PAGE >>
>>>

What is a SPIFF Program?

A SPIFF is a time-sensitive incentive program geared toward channel partners to boost sales activities, simultaneously strengthening relationships between manufacturers and resellers. The main reasons for creating SPIFF programs are to improve performance, push a specific set of products, and engage salespeople.  

To maximize the ROI, don’t make the mistake of blindly launching your channel partner incentive campaign without laying the essential groundwork. The following nine steps will help create a lucrative SPIFF program for partners:

1. Define Goals and Conditions

Set aside time for pre-planning and identify what you hope to achieve. Start with a question tied to your goals, “How do we incentivize our partners to help us reach our goals?” Determine which metrics you’ll use to measure SPIFF performance. KPIs you’ll want to track include:

  • Total leads and generated revenue 
  • Number of participants, segmented by partner groups
  • Increased time on portal and/or material engagement
  • Return on investment

To set appropriate goals, take stock of where you are right now. What is your current business situation? What needs to be improved? What areas of the business are weakest? Which products or services would benefit most from a channel partner incentive program? For example, if you know the summer months are a slow time, you may want to structure your SPIFF around that time for the “extra push.” Or, you may want to do it during your busiest time to capitalize on the momentum.

<<<

LISTED RECORDS >>
>>>

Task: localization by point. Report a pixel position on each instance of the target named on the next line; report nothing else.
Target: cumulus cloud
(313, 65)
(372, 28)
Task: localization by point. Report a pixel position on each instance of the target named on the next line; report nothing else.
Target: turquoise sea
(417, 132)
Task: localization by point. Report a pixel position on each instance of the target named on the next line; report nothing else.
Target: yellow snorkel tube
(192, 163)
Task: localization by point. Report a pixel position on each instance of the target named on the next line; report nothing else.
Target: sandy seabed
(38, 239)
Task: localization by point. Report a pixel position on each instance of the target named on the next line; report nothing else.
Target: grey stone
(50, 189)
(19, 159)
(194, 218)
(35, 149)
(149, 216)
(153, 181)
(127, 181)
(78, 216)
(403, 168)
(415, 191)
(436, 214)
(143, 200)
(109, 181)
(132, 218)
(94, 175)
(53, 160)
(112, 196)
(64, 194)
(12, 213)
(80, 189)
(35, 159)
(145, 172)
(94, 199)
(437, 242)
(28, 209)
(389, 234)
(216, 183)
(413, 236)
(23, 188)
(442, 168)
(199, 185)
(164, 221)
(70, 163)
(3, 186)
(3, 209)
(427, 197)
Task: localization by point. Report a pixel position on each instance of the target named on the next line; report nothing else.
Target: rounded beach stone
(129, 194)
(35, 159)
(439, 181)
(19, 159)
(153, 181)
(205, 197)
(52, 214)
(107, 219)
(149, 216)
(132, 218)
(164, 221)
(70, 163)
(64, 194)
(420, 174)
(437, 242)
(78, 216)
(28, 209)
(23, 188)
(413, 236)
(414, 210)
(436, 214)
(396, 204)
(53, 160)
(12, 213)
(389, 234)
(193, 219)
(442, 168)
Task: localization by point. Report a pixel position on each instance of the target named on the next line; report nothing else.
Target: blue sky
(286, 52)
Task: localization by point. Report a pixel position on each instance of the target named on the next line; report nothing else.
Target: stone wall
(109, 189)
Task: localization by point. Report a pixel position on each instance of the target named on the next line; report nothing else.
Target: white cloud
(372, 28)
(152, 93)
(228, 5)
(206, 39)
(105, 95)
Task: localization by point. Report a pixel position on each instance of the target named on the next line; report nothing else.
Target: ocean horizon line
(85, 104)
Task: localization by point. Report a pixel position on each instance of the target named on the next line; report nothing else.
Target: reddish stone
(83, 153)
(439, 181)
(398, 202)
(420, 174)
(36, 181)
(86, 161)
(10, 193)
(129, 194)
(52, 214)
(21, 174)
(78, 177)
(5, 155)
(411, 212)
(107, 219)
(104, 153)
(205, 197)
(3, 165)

<<<

PROBLEMS TO SOLVE >>
a) Do these statements agree with the SPIFF passage? Answer yes or no for each, quoting the words from the passage that decide it: (i) A SPIFF is a time-sensitive incentive program aimed at channel partners. (ii) The passage offers seven steps for creating a SPIFF program. (iii) Return on investment is one of the KPIs to track.
b) Can you set down the SPIFF passage word for word, from "What is a SPIFF" to "and engage salespeople."?

PROBLEM SOLUTIONS >>
a)
(i) Yes: "A SPIFF is a time-sensitive incentive program geared toward channel partners"
(ii) No: "The following nine steps will help create a lucrative SPIFF program for partners"
(iii) Yes: "Return on investment"

b)
What is a SPIFF Program?

A SPIFF is a time-sensitive incentive program geared toward channel partners to boost sales activities, simultaneously strengthening relationships between manufacturers and resellers. The main reasons for creating SPIFF programs are to improve performance, push a specific set of products, and engage salespeople.